Entries provided —
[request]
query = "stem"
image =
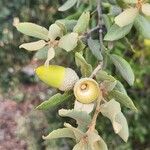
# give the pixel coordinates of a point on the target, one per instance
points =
(93, 122)
(102, 48)
(99, 67)
(100, 24)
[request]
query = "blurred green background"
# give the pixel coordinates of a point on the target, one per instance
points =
(21, 127)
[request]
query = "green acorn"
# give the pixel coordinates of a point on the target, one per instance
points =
(87, 90)
(57, 76)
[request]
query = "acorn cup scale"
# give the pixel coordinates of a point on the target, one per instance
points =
(57, 76)
(87, 90)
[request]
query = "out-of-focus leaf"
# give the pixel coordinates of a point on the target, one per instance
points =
(33, 46)
(80, 46)
(122, 98)
(33, 30)
(82, 23)
(50, 55)
(115, 32)
(78, 133)
(67, 5)
(124, 68)
(126, 17)
(94, 46)
(112, 111)
(146, 9)
(86, 68)
(107, 21)
(54, 32)
(55, 101)
(124, 132)
(41, 53)
(143, 26)
(130, 1)
(82, 118)
(119, 86)
(68, 24)
(68, 42)
(60, 133)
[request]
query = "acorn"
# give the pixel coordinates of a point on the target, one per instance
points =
(57, 76)
(87, 90)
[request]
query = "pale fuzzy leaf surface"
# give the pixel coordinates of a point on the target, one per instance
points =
(94, 46)
(103, 75)
(93, 142)
(96, 142)
(85, 68)
(122, 98)
(126, 17)
(68, 42)
(81, 146)
(115, 32)
(50, 55)
(55, 100)
(83, 119)
(124, 132)
(146, 9)
(78, 133)
(60, 133)
(67, 5)
(88, 108)
(124, 68)
(33, 46)
(109, 85)
(33, 30)
(41, 53)
(83, 23)
(110, 110)
(143, 26)
(54, 32)
(68, 24)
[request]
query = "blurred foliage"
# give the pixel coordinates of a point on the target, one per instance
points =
(12, 59)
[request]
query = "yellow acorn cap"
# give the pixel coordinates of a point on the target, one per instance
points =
(57, 76)
(87, 90)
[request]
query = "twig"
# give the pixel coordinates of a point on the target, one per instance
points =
(100, 21)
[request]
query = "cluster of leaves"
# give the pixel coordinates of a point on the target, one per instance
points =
(73, 35)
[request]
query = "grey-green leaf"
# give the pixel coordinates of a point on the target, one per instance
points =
(86, 68)
(143, 26)
(122, 98)
(41, 53)
(55, 100)
(83, 23)
(67, 5)
(94, 46)
(120, 87)
(60, 133)
(68, 42)
(68, 24)
(124, 68)
(33, 30)
(115, 32)
(83, 119)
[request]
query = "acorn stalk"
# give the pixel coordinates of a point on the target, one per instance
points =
(87, 90)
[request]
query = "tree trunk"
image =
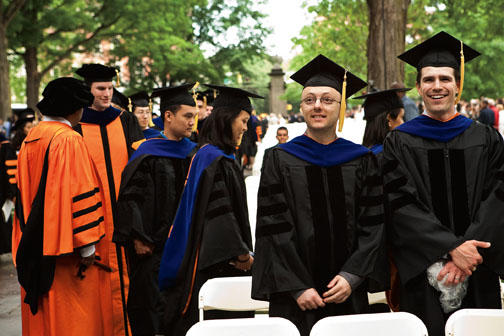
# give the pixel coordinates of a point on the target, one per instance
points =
(5, 99)
(386, 40)
(33, 77)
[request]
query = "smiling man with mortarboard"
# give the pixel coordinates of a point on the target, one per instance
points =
(151, 186)
(320, 216)
(110, 135)
(443, 175)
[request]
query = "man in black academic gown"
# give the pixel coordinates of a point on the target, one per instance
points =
(320, 214)
(151, 186)
(111, 136)
(443, 176)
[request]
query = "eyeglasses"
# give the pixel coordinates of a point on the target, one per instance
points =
(323, 100)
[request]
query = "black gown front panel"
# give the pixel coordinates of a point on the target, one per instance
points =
(439, 193)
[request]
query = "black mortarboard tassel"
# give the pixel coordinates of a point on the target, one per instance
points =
(378, 102)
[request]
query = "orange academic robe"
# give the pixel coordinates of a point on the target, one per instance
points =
(73, 218)
(110, 143)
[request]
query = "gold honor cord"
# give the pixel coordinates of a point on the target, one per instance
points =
(343, 105)
(118, 82)
(462, 66)
(151, 124)
(195, 96)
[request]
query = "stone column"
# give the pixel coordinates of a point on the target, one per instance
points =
(277, 89)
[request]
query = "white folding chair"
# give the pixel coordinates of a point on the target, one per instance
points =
(382, 324)
(231, 294)
(244, 327)
(465, 322)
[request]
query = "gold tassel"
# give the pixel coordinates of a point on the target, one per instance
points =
(462, 66)
(195, 96)
(343, 105)
(118, 82)
(151, 124)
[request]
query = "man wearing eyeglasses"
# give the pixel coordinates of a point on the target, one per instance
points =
(320, 214)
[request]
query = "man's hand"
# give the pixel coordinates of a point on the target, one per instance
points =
(339, 290)
(310, 300)
(88, 261)
(455, 274)
(243, 262)
(466, 256)
(142, 248)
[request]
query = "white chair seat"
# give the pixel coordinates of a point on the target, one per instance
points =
(244, 327)
(233, 294)
(465, 322)
(383, 324)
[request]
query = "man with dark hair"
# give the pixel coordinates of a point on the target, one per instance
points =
(320, 214)
(410, 108)
(443, 177)
(151, 186)
(111, 136)
(282, 137)
(60, 216)
(486, 116)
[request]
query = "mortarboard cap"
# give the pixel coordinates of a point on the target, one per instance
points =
(120, 100)
(97, 72)
(233, 97)
(321, 71)
(175, 95)
(441, 50)
(63, 96)
(378, 102)
(27, 115)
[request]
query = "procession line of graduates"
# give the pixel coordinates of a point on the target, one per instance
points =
(121, 241)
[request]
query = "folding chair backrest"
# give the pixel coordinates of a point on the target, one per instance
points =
(465, 322)
(231, 294)
(244, 327)
(382, 324)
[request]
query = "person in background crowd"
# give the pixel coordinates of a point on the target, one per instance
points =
(151, 186)
(210, 236)
(410, 108)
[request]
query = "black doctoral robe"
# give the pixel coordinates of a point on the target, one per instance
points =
(442, 193)
(312, 223)
(7, 191)
(219, 232)
(151, 187)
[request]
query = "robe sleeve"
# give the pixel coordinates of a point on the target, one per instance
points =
(488, 223)
(370, 220)
(136, 206)
(414, 231)
(278, 267)
(132, 131)
(223, 237)
(73, 215)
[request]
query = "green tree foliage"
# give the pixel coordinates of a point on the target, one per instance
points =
(341, 29)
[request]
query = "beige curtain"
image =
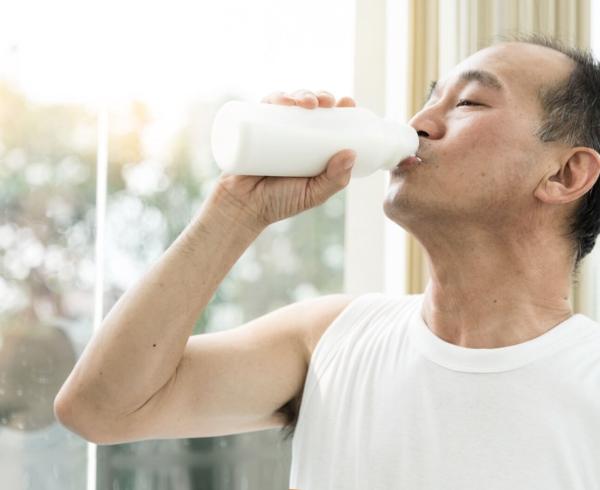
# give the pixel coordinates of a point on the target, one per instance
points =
(444, 32)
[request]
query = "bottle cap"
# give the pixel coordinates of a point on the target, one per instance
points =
(403, 140)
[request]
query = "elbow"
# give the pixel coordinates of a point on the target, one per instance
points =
(86, 425)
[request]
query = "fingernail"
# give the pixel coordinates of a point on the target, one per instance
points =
(349, 163)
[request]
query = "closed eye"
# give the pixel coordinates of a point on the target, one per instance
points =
(465, 102)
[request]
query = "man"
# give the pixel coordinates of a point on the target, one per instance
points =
(487, 380)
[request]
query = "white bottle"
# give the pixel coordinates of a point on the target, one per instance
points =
(257, 138)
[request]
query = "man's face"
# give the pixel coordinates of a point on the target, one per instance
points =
(481, 159)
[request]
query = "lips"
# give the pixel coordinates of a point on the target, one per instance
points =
(410, 161)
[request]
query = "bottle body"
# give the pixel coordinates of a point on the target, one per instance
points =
(251, 138)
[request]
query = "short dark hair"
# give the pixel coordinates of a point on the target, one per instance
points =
(571, 114)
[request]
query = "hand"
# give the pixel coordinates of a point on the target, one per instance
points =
(269, 199)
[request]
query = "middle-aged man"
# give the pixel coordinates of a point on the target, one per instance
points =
(488, 380)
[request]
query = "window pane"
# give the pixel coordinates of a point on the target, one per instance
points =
(47, 193)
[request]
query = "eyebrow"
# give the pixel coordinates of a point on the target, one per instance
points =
(485, 78)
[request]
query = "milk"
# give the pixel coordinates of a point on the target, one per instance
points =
(256, 138)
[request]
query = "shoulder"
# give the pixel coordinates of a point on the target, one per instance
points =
(326, 309)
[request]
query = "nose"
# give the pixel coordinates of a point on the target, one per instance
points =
(428, 123)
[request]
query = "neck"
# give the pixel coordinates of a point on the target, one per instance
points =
(489, 297)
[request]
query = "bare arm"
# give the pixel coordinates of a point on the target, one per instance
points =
(132, 361)
(142, 339)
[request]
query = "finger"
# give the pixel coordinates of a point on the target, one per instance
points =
(278, 98)
(305, 98)
(326, 99)
(333, 179)
(346, 102)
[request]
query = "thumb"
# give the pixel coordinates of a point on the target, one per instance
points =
(337, 173)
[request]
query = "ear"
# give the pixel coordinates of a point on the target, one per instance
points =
(578, 173)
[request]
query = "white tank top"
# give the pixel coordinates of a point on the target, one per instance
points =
(388, 405)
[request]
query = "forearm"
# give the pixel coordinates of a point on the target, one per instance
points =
(142, 339)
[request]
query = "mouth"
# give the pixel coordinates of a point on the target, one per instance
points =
(410, 162)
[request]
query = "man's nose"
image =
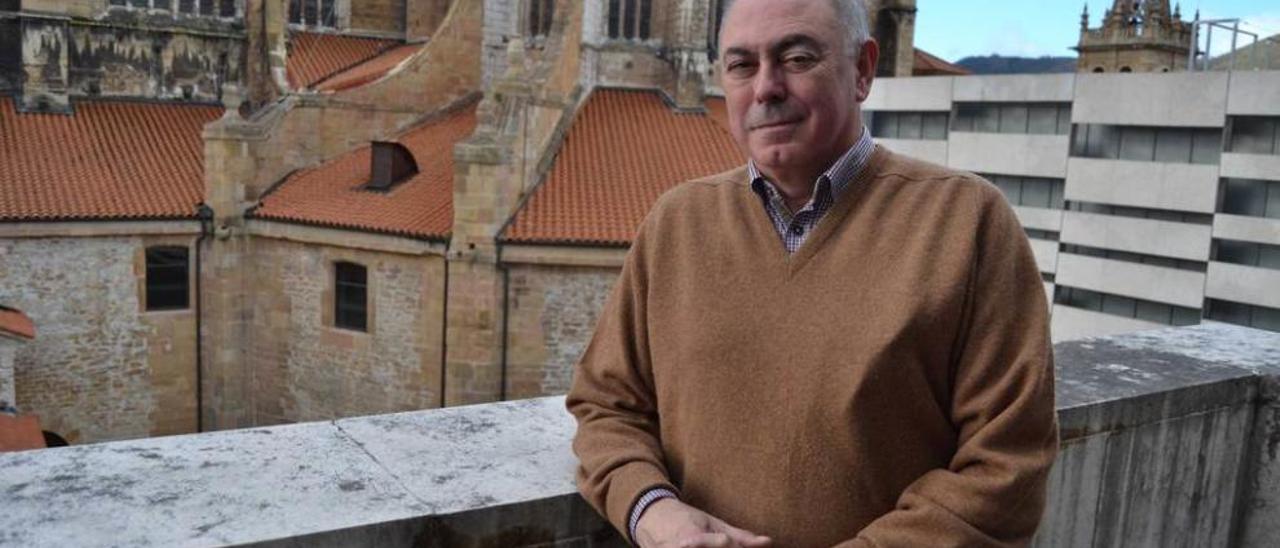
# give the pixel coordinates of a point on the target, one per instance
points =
(769, 83)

Work instruction —
In the entries above, tally the lines that hold the string "black" and give only the count.

Expected answer —
4